EXERCISE INSTRUCTIONS: Reproduce, from the lines below, exactly the stretch that begins at the line containing "Target: person standing in snow" and ends at the line containing "of the wooden", both included.

Photo-based referring expression data:
=== Section Start ===

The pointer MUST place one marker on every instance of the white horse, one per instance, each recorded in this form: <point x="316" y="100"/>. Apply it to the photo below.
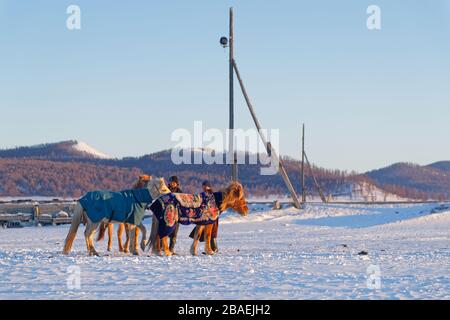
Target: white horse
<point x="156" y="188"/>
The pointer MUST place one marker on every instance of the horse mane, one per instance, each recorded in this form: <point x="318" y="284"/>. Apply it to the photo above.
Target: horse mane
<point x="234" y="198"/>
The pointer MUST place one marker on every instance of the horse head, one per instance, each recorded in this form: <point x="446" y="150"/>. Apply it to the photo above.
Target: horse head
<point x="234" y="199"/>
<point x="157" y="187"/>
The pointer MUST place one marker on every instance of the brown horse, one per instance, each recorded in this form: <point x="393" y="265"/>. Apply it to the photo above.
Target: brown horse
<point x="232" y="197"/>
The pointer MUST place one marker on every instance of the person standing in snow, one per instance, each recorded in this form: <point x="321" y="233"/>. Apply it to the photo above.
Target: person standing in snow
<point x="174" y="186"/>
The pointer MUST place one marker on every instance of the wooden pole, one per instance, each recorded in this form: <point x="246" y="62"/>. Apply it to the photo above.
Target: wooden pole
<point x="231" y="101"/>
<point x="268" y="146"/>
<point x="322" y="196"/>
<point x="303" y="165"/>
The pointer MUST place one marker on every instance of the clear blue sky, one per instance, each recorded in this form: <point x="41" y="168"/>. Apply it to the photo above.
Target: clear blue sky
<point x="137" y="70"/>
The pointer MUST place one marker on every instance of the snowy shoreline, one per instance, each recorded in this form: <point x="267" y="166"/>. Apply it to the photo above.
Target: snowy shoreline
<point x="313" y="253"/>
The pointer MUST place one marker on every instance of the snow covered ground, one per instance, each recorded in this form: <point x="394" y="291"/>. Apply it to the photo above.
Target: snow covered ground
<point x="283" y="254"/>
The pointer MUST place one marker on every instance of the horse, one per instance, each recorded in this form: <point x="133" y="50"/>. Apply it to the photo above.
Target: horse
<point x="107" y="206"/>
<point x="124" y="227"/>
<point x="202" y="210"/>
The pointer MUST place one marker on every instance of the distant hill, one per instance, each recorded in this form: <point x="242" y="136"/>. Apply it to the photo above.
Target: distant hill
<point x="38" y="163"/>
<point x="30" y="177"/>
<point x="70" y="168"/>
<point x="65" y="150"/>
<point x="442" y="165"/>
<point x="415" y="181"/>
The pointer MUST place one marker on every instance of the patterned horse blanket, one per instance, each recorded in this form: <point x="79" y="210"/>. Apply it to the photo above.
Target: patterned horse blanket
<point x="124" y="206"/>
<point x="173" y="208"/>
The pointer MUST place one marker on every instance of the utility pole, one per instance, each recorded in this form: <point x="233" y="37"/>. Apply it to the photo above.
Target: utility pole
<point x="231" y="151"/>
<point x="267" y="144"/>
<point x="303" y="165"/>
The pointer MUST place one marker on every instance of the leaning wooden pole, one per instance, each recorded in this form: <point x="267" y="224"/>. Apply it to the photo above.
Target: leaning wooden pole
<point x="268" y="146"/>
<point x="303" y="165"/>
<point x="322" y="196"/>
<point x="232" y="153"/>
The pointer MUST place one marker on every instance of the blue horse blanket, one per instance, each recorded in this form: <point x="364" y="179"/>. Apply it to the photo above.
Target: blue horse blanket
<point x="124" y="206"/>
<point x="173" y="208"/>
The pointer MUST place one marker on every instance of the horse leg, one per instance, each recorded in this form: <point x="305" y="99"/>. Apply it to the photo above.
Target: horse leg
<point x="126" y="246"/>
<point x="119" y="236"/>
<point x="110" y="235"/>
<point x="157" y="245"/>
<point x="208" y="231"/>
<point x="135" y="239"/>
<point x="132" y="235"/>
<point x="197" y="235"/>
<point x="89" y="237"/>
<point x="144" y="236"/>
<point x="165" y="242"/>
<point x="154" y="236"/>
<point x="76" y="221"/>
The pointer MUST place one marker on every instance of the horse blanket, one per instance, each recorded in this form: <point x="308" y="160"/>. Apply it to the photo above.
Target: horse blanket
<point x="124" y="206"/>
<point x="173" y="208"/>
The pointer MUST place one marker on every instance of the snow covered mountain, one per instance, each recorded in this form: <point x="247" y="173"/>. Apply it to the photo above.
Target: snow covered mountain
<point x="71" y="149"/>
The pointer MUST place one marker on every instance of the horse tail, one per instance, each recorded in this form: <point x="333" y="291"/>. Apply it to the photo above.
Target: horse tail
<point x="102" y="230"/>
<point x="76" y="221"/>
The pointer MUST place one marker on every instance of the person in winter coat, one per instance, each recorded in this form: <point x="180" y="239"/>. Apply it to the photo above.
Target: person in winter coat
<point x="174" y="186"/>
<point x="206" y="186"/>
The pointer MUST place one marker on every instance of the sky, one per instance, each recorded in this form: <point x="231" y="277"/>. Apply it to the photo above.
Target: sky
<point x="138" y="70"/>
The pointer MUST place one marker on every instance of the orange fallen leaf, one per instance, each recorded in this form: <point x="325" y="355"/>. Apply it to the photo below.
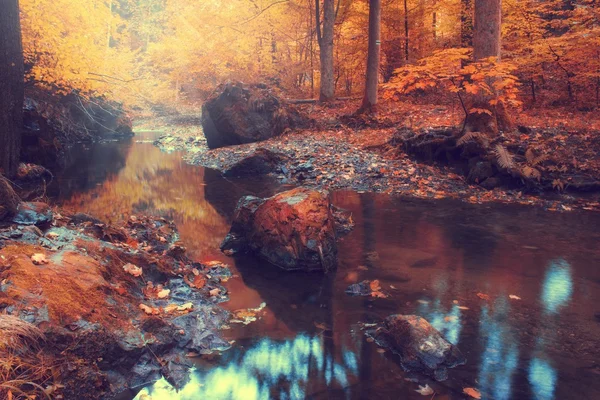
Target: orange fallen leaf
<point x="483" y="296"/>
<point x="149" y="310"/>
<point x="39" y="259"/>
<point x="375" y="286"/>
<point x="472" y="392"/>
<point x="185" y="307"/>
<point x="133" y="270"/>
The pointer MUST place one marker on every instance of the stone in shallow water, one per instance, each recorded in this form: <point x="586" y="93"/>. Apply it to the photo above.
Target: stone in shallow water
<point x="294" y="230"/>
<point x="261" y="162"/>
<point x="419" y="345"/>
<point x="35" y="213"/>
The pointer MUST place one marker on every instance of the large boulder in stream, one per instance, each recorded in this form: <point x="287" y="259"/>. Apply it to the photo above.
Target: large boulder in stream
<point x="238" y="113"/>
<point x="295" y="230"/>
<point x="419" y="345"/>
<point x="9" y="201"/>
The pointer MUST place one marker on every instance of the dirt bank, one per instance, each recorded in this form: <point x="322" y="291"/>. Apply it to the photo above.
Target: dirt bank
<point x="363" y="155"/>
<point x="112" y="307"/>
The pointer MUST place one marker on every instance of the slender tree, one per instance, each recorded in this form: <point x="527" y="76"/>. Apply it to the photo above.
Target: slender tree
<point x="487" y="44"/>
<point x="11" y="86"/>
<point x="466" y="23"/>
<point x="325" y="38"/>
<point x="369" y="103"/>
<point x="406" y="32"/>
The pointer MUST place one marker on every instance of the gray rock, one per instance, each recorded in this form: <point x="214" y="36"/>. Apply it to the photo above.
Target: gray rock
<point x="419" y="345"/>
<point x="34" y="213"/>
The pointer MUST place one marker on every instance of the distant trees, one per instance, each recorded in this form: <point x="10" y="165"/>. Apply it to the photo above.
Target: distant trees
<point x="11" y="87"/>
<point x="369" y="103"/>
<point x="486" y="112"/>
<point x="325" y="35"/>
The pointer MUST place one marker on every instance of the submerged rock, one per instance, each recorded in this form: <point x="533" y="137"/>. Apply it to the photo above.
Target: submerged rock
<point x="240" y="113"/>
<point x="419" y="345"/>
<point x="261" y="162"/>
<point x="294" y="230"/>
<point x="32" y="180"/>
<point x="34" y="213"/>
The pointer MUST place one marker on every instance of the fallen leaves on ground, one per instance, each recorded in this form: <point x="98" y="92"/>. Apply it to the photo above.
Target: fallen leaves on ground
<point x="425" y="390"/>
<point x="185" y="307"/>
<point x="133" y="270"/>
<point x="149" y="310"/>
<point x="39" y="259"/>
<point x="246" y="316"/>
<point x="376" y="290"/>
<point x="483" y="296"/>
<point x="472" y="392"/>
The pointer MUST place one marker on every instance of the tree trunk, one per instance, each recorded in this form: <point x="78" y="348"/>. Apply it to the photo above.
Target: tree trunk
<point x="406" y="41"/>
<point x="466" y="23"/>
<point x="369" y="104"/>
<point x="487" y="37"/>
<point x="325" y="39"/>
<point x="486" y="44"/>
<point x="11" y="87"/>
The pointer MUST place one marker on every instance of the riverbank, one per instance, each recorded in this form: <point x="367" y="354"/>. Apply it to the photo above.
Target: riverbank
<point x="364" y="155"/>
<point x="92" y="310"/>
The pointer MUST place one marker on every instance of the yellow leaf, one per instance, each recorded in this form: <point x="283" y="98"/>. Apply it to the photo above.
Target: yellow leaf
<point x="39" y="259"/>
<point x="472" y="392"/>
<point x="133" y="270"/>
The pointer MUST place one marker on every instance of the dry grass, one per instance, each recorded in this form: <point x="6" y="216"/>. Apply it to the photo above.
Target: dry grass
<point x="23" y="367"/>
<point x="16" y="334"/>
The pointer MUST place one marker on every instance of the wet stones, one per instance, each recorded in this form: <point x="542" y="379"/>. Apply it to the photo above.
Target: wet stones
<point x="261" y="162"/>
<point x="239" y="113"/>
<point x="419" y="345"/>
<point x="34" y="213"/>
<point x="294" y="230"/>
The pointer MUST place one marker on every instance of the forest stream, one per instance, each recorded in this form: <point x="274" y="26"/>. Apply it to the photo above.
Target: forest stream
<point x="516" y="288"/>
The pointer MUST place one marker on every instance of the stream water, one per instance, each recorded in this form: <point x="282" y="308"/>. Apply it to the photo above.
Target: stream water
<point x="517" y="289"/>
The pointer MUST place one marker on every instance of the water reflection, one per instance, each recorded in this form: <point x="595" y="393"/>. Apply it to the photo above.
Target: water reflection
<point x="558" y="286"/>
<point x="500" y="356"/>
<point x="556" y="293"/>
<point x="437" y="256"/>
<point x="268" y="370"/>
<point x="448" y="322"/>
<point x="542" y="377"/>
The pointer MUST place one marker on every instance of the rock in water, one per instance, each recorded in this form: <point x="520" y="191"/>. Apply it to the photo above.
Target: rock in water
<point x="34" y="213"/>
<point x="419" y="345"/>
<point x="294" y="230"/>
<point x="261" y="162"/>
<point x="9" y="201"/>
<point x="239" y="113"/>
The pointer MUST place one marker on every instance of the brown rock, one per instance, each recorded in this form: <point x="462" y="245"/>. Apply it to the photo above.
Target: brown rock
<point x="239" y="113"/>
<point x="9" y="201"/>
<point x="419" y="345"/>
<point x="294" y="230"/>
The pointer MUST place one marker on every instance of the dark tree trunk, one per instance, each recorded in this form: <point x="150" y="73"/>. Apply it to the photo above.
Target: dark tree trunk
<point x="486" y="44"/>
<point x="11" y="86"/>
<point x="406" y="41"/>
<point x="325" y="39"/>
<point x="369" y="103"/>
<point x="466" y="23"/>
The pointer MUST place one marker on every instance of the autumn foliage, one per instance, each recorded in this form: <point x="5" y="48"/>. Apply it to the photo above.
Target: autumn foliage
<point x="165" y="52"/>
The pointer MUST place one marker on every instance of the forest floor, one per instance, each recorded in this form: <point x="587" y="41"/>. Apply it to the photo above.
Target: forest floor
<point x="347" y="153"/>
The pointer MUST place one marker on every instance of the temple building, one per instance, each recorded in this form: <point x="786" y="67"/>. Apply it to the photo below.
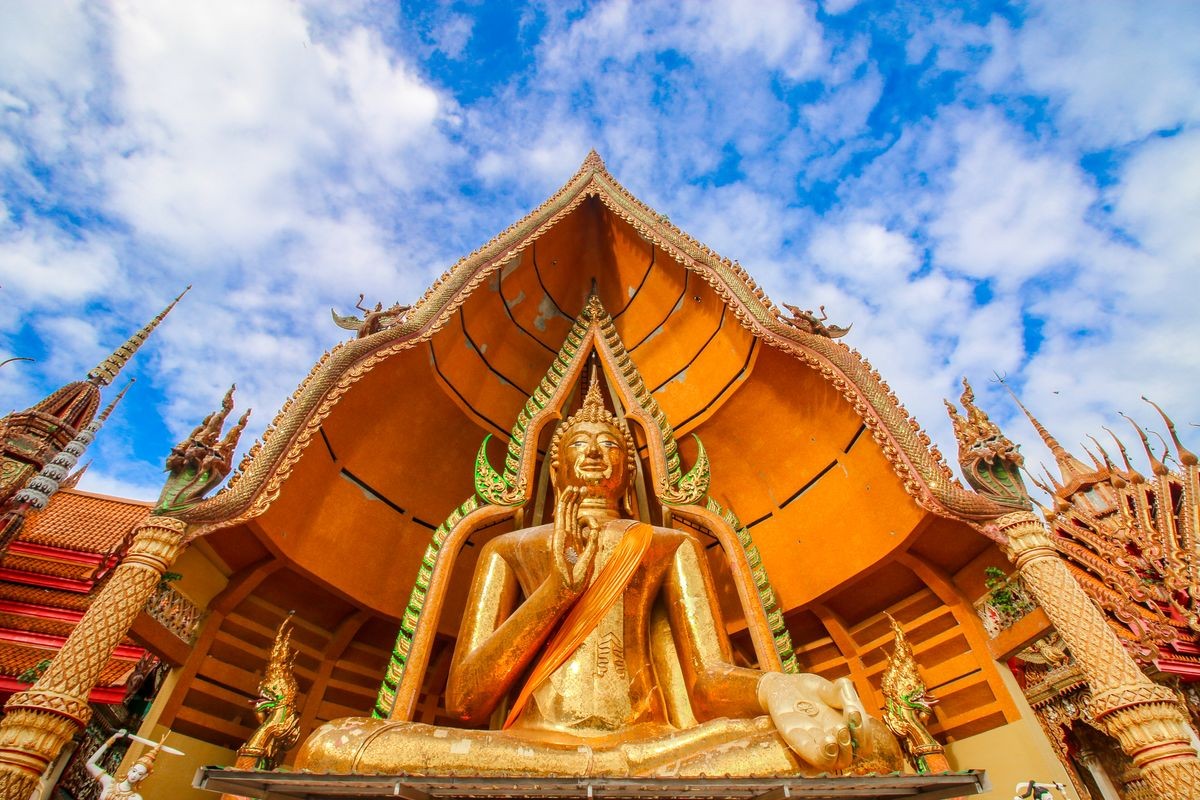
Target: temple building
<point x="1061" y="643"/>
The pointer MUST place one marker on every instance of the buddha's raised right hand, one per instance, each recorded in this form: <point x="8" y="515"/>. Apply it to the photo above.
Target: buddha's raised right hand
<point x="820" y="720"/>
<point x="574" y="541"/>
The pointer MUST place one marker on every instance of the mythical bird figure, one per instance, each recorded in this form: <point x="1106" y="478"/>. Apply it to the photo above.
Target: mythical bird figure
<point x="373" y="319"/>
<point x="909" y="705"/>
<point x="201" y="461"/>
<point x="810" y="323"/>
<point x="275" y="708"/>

=== Section End ===

REPLY:
Target: person standing in snow
<point x="174" y="186"/>
The pointer MUST place one marker on every instance of the wooden pole, one per instance, each recorded in this form: <point x="246" y="62"/>. Apply it to the photo above.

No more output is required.